[DATA IN THIS EXERCISE — start]
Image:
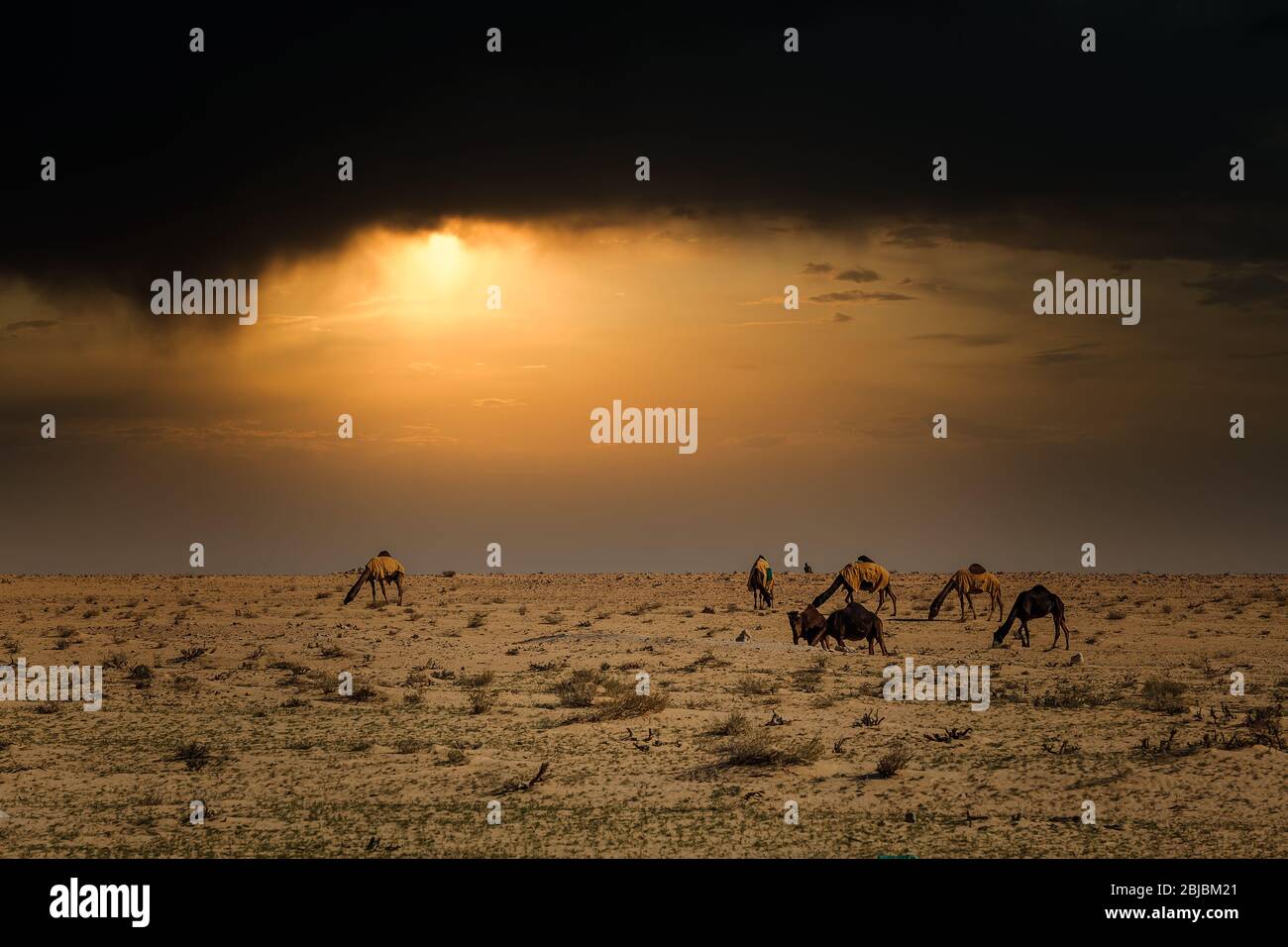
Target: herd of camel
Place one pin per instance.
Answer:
(850, 624)
(857, 624)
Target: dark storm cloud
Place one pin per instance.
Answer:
(859, 296)
(1243, 290)
(858, 274)
(215, 162)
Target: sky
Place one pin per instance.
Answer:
(516, 170)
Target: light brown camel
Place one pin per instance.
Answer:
(760, 583)
(382, 569)
(966, 582)
(863, 575)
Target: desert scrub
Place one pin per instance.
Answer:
(1163, 694)
(758, 749)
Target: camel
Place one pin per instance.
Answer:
(854, 624)
(850, 624)
(862, 575)
(1034, 603)
(760, 583)
(382, 569)
(806, 624)
(966, 582)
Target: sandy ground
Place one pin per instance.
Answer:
(476, 684)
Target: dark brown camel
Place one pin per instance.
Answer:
(760, 583)
(1037, 602)
(850, 624)
(382, 569)
(806, 624)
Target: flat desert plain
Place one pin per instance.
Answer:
(522, 690)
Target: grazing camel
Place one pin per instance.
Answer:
(850, 624)
(760, 583)
(806, 624)
(853, 624)
(862, 575)
(966, 582)
(1034, 603)
(382, 569)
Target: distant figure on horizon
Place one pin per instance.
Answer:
(382, 569)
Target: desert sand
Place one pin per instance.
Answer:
(224, 689)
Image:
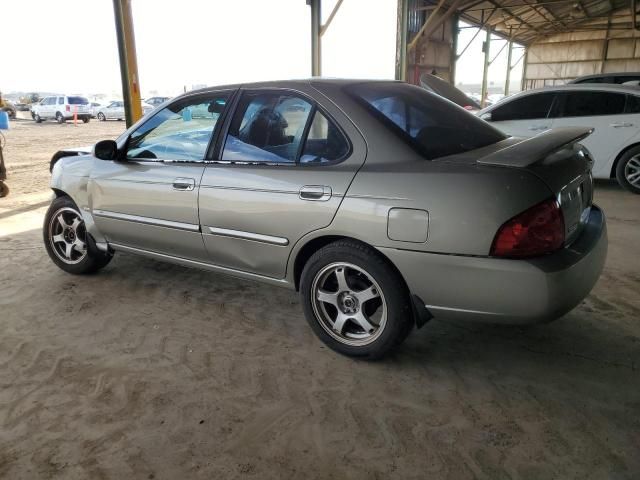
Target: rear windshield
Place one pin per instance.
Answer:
(433, 126)
(78, 101)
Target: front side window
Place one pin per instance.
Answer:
(433, 126)
(181, 131)
(78, 101)
(529, 107)
(267, 127)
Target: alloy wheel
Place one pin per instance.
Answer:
(349, 304)
(632, 171)
(67, 235)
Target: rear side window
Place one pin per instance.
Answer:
(181, 131)
(589, 104)
(78, 101)
(267, 127)
(633, 104)
(529, 107)
(325, 143)
(433, 126)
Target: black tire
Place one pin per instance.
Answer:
(363, 262)
(88, 260)
(627, 169)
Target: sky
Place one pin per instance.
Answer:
(190, 43)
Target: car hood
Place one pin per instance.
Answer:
(448, 91)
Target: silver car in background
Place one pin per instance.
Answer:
(382, 203)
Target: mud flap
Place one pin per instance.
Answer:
(420, 313)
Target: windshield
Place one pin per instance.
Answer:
(433, 126)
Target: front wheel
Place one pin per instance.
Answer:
(355, 301)
(628, 170)
(67, 241)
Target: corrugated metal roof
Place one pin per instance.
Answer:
(528, 20)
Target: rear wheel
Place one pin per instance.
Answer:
(355, 301)
(628, 170)
(67, 241)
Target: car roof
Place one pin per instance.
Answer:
(291, 83)
(611, 74)
(587, 87)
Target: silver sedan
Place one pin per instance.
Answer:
(383, 204)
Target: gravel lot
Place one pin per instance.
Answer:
(149, 370)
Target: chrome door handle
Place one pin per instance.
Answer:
(315, 193)
(185, 184)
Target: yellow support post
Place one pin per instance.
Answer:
(128, 60)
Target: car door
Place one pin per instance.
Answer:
(46, 107)
(148, 200)
(605, 112)
(281, 172)
(523, 116)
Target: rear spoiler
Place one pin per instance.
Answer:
(534, 149)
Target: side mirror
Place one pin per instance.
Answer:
(106, 150)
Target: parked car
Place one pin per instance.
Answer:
(95, 108)
(382, 203)
(23, 107)
(619, 78)
(10, 108)
(61, 108)
(612, 110)
(156, 101)
(115, 111)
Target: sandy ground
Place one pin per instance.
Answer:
(148, 370)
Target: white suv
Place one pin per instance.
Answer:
(62, 108)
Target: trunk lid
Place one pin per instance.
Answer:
(558, 159)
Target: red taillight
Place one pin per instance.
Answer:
(534, 232)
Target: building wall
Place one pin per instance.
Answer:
(600, 46)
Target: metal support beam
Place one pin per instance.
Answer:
(508, 79)
(401, 40)
(426, 25)
(316, 54)
(523, 81)
(485, 69)
(484, 22)
(454, 49)
(331, 15)
(128, 61)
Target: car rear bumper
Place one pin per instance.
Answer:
(506, 290)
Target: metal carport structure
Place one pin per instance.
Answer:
(563, 39)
[DATA IN THIS EXERCISE — finish]
» **WHAT THIS TASK INVOLVES**: Skip the pictures. Restate exactly the lines from the start of the entries through the line containing "Target: flat desert plain", both ends included.

» **EXERCISE OUTPUT**:
Image:
Target: herd of camel
Place one pin per instance.
Answer:
(850, 624)
(857, 624)
Target: dark storm cloud
Place one pin per instance.
Answer:
(859, 296)
(1243, 290)
(858, 274)
(215, 162)
Target: sky
Place one pin per instance.
Answer:
(516, 170)
Target: light brown camel
Place one pin per instance.
Answer:
(760, 583)
(382, 569)
(966, 582)
(863, 575)
Target: desert scrub
Place one pin per instance.
Answer:
(1163, 694)
(758, 749)
Target: camel
Place one pin per instance.
Answer:
(854, 624)
(850, 624)
(862, 575)
(1034, 603)
(760, 583)
(382, 569)
(806, 624)
(966, 582)
Target: sandy ground
Place one pin per instance.
Answer:
(476, 684)
Target: dark brown camel
Place one pin per instance.
Answer:
(760, 583)
(1037, 602)
(850, 624)
(382, 569)
(806, 624)
Target: flat desert plain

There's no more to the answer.